### Your objective
Quote only the lines from the top of the listing below down to and including the line with "positive clicks: (277, 302)".

### Exercise input
◇ ◇ ◇ ◇ ◇ ◇ ◇
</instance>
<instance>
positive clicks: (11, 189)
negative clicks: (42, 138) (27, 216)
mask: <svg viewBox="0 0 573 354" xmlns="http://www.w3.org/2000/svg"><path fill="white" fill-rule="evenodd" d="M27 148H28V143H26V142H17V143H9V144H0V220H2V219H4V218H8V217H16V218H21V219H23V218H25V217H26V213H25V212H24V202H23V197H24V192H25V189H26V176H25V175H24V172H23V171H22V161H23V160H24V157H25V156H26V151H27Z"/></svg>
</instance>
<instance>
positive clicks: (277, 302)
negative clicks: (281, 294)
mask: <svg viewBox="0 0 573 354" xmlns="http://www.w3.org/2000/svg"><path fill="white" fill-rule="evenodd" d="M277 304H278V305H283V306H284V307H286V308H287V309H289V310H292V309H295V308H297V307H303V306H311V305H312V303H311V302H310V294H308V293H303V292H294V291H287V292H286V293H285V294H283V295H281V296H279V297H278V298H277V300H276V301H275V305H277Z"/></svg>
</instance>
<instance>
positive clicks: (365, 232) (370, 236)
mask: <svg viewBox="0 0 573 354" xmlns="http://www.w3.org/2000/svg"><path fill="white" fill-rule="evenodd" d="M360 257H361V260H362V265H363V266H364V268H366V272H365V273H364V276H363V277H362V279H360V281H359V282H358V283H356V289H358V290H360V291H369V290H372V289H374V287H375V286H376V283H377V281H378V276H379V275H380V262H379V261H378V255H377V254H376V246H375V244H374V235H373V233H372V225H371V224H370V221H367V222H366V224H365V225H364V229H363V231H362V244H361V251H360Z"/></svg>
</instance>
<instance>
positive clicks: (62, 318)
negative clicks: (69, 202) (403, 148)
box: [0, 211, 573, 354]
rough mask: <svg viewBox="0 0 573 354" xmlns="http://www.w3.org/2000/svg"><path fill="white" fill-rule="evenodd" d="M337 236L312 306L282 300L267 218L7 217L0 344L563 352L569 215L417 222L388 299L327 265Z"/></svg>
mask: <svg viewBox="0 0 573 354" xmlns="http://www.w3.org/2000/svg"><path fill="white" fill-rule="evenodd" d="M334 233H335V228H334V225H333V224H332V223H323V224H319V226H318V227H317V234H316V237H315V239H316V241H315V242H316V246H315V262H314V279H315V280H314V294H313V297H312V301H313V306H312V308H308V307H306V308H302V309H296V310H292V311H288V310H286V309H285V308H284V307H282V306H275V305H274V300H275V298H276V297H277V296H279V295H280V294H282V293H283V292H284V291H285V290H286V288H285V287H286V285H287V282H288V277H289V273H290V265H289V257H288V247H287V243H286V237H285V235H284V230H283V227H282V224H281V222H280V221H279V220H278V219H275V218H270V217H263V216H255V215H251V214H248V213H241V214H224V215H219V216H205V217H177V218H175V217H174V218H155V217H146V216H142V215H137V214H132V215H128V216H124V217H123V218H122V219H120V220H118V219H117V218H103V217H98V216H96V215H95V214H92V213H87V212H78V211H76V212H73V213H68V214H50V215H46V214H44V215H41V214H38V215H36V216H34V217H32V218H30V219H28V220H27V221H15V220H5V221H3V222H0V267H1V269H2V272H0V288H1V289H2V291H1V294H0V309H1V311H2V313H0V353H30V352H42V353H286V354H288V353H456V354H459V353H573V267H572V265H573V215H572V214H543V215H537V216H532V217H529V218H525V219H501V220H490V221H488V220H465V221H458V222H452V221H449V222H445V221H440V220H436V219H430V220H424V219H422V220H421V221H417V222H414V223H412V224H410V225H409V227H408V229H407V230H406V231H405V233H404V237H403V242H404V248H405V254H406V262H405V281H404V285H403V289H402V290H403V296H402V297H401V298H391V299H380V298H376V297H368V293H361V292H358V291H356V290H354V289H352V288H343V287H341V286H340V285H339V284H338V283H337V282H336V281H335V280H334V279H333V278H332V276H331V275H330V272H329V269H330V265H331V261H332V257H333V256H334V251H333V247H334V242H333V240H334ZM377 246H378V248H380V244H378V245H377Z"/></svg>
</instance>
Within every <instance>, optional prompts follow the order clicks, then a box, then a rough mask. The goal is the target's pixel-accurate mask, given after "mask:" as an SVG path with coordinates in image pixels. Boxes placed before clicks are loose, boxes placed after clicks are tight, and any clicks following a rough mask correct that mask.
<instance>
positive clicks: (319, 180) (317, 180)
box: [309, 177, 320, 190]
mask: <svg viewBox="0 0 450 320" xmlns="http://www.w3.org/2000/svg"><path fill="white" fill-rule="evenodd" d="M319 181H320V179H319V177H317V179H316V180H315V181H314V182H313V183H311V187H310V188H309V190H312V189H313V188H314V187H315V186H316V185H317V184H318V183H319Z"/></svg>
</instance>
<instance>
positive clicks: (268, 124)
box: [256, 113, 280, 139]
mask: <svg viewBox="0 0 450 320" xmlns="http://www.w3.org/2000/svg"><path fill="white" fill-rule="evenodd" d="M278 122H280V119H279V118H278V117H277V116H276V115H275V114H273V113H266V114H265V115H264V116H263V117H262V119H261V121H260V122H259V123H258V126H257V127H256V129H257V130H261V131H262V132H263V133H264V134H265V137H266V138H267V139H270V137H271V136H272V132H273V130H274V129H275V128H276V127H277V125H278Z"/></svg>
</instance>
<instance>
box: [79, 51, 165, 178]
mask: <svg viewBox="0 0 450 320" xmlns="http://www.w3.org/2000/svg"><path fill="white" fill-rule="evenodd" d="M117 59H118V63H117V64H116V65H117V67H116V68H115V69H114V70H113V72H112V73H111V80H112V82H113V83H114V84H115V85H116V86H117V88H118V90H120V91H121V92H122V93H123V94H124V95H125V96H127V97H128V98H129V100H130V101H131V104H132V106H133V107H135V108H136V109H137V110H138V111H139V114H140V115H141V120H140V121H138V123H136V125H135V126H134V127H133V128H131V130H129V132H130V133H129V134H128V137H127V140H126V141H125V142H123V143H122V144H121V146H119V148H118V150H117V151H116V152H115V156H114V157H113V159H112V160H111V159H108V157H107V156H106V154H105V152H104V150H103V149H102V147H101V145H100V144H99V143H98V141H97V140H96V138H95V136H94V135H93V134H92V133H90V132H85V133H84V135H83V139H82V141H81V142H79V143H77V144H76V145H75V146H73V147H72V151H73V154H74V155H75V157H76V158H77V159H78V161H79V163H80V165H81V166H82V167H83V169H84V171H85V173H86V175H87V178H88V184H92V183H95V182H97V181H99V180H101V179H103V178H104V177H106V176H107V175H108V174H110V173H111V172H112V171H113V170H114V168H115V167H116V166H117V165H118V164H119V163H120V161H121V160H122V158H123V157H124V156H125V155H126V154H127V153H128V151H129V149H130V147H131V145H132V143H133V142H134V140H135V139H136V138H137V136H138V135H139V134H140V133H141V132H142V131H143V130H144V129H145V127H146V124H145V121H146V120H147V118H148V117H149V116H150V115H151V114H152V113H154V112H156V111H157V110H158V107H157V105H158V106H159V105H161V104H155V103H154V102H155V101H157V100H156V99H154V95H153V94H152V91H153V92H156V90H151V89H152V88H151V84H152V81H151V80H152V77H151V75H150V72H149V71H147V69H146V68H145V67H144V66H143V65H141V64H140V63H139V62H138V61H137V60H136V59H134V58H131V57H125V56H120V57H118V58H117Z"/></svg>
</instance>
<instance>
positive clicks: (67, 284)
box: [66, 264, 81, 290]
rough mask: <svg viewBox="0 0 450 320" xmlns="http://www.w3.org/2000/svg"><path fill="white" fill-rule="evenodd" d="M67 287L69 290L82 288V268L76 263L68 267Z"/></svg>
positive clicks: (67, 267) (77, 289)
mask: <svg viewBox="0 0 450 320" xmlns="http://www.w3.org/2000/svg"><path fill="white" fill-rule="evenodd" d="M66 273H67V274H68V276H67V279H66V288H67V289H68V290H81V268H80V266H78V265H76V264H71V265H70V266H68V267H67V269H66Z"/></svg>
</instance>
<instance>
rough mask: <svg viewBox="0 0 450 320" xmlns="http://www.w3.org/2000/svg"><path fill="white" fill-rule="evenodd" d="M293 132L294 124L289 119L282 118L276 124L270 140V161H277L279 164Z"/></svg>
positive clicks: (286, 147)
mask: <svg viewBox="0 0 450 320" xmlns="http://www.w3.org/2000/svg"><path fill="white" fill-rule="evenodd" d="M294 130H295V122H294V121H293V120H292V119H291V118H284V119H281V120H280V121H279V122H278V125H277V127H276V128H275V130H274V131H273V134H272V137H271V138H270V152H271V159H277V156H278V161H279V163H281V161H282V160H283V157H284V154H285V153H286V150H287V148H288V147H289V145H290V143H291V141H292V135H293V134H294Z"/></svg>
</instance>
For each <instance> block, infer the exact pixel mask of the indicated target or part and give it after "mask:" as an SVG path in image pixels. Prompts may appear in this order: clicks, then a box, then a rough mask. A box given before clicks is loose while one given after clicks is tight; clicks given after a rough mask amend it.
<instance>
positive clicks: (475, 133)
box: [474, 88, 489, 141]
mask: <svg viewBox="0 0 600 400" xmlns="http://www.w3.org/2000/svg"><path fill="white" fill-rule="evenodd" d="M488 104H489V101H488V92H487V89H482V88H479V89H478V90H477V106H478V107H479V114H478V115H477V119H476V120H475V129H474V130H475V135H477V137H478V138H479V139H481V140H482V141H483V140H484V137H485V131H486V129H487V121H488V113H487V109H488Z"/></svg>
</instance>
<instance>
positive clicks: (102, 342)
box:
◇ ◇ ◇ ◇ ◇ ◇ ◇
### Answer space
</instance>
<instance>
positive clicks: (11, 189)
negative clicks: (42, 138) (27, 216)
mask: <svg viewBox="0 0 573 354" xmlns="http://www.w3.org/2000/svg"><path fill="white" fill-rule="evenodd" d="M27 148H28V143H26V142H17V143H9V144H0V220H2V219H4V218H8V217H16V218H21V219H23V218H25V217H26V213H25V212H24V202H23V197H24V192H25V189H26V176H25V175H24V172H23V171H22V161H23V160H24V157H25V156H26V151H27Z"/></svg>
</instance>
<instance>
positive clicks: (277, 302)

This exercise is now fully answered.